## Task prompt
Convert every line of the items below into a Markdown table with two columns, Row and Line, where Row holds a running number and Line holds the line. Leave out blank lines and the pictures.

## Data for this exercise
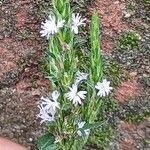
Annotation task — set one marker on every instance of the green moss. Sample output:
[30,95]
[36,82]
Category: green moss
[129,40]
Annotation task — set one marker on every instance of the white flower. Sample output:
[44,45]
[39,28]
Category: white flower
[76,22]
[51,26]
[80,126]
[74,95]
[45,114]
[51,103]
[81,76]
[103,87]
[48,107]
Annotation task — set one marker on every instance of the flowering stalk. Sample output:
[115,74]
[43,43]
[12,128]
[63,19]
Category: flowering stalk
[72,107]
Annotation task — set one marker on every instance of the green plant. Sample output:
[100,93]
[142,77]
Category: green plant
[79,92]
[129,40]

## In response
| Row | Line |
|---|---|
| 1 | Annotation task — set one marker on every instance of the green moss. Sample output: |
| 2 | [30,95] |
| 3 | [36,82] |
| 4 | Category: green moss |
| 5 | [129,40] |
| 6 | Annotation task — set one marker on every instance of the white flower. Sample output: |
| 7 | [44,45] |
| 8 | [39,28] |
| 9 | Category: white flower |
| 10 | [76,22] |
| 11 | [51,26] |
| 12 | [80,126] |
| 13 | [74,95] |
| 14 | [45,114] |
| 15 | [51,103] |
| 16 | [81,76] |
| 17 | [103,87] |
| 18 | [48,107] |
| 19 | Annotation task — set one marker on every instance of the flowering stalk. Sample output: |
| 20 | [115,74] |
| 21 | [43,43] |
| 22 | [12,128] |
| 23 | [63,19] |
| 24 | Category: flowering stalk |
| 25 | [72,107] |
| 26 | Annotation task — set one marker on every instance of the green plant. Sample output: |
| 27 | [100,93] |
| 28 | [142,77] |
| 29 | Category: green plant |
| 30 | [79,92] |
| 31 | [129,40] |